↓↓↓
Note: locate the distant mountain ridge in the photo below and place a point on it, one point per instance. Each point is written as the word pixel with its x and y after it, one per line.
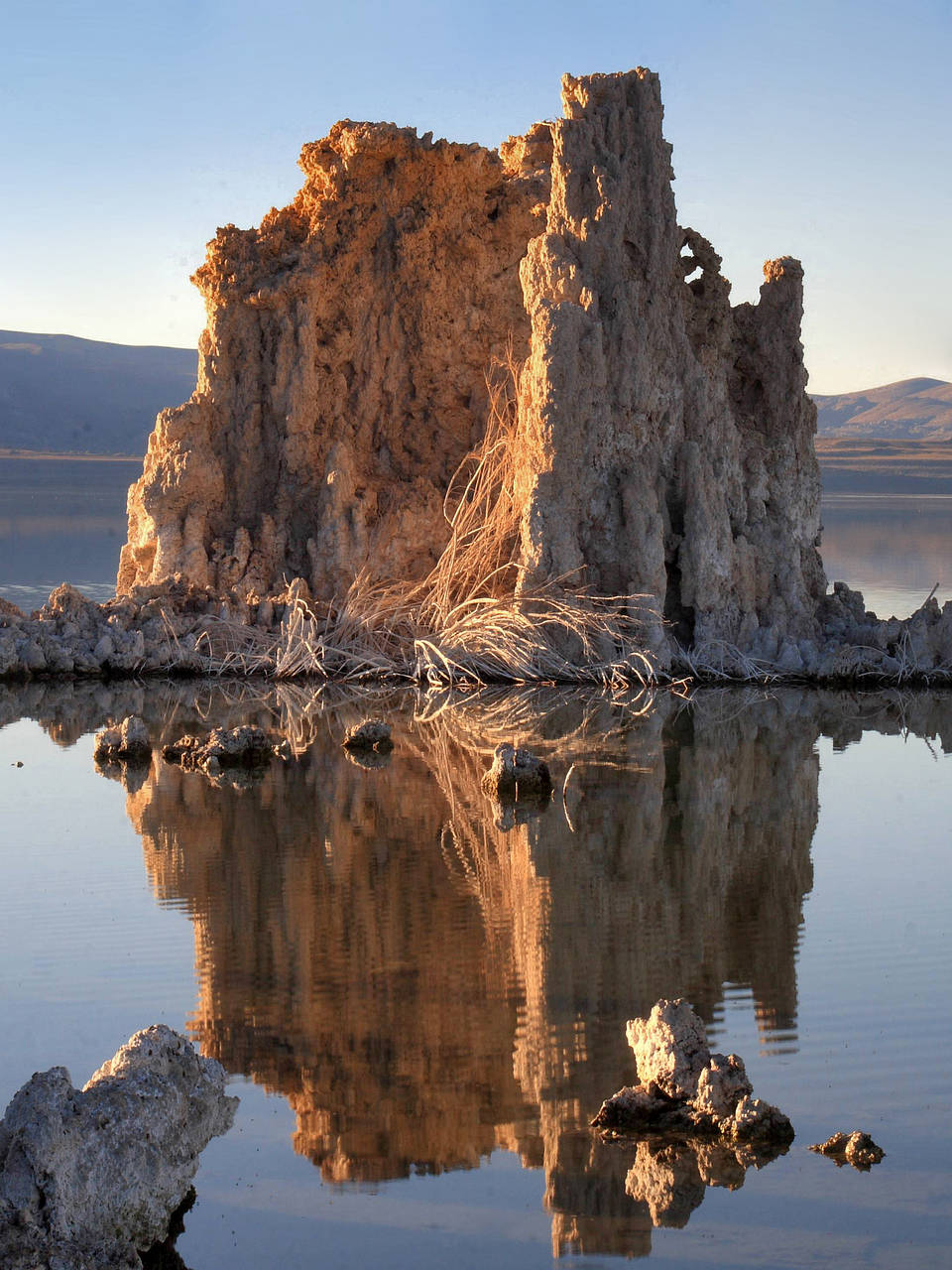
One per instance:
pixel 62 394
pixel 909 409
pixel 67 395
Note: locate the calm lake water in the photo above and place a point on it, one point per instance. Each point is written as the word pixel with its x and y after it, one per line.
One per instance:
pixel 421 1002
pixel 61 521
pixel 64 521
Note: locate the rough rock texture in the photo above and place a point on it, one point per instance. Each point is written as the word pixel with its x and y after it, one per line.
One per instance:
pixel 90 1176
pixel 127 743
pixel 347 347
pixel 370 734
pixel 517 774
pixel 685 1088
pixel 671 1176
pixel 225 747
pixel 670 1048
pixel 666 439
pixel 855 1148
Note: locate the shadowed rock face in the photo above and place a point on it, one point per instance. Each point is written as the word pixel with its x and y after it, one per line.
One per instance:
pixel 665 439
pixel 664 443
pixel 341 373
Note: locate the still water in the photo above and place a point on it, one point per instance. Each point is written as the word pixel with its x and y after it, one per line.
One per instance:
pixel 64 521
pixel 421 998
pixel 61 521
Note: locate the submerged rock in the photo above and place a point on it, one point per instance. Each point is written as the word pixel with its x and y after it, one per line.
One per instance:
pixel 687 1089
pixel 128 743
pixel 370 734
pixel 855 1148
pixel 90 1178
pixel 236 747
pixel 517 775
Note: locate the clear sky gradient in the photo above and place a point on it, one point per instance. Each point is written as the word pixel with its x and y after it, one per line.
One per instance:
pixel 821 130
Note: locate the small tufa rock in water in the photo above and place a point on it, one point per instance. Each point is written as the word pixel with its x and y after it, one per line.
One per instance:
pixel 855 1148
pixel 239 747
pixel 370 734
pixel 87 1178
pixel 128 743
pixel 687 1089
pixel 516 775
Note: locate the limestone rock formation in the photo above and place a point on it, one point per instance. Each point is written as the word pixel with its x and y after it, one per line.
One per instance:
pixel 856 1148
pixel 341 373
pixel 87 1178
pixel 664 440
pixel 127 743
pixel 684 1088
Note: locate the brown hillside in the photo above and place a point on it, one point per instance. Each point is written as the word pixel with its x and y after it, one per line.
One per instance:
pixel 918 409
↑↑↑
- **Your objective**:
Skipping any images, write out all the data exactly.

- **Output of the exercise**:
Note: locate the distant mountain ridge in the photo below and place a point on it, one point per instance. Each point is written as the word pixel with its x and y after it, one per line.
One per instance:
pixel 62 394
pixel 909 409
pixel 67 395
Note: locate the calm lake water in the photo above and place a point on it, one point per instance. Each point is written as the word pixel with its x and y after it, one per line.
One per instance:
pixel 421 1002
pixel 61 521
pixel 64 521
Note: locate the rough rock texture in the photo above and place a point on it, one point per instance. Each point is written as the word pixel with its x and y after it, one per line.
One per instance:
pixel 90 1176
pixel 127 743
pixel 347 347
pixel 370 734
pixel 517 774
pixel 685 1088
pixel 671 1176
pixel 225 747
pixel 670 1048
pixel 666 439
pixel 855 1148
Note: locate the shadowed rock face in the photo above and place a point on it, one point per instance. Each point is written as the word pixel with its x and y after it, one per line.
One per instance:
pixel 665 439
pixel 664 443
pixel 341 373
Note: locate the still water in the photo above and place a point on it, one point per instance. Each point is written as the word pixel with its x and y after it, one per line.
One per instance:
pixel 64 521
pixel 421 998
pixel 61 521
Note: locate the submerged rock in the photo above and place a point on it, one point per instance. Each point is written as the word pixel with its x and y after it, one per line.
One per instance:
pixel 687 1089
pixel 128 743
pixel 370 734
pixel 855 1148
pixel 90 1178
pixel 236 747
pixel 517 775
Note: locate the clear sky gradient in the photo above and place a point on it, one point per instance. Each point is written as the word pixel with its x and y after it, one per line.
One per instance:
pixel 821 130
Note: locate the small tufa rock in water in the photo above and place a point on it, one point per instance. Each point is written as the word pixel with its x and y after it, one per line.
One per instance:
pixel 855 1148
pixel 239 747
pixel 370 734
pixel 87 1178
pixel 128 743
pixel 687 1089
pixel 516 775
Note: locate the limestone rock formation in the photo above and place a point on it, one point per instance. Each point is written as the word pixel with its x and y after it, one per line.
One per instance:
pixel 856 1148
pixel 341 373
pixel 87 1178
pixel 664 440
pixel 127 743
pixel 684 1088
Note: locate the brown hillside in the photo above and place a point on it, one point per instance. Each point is written as the word pixel with its x and y after it, one per line.
One per instance:
pixel 918 409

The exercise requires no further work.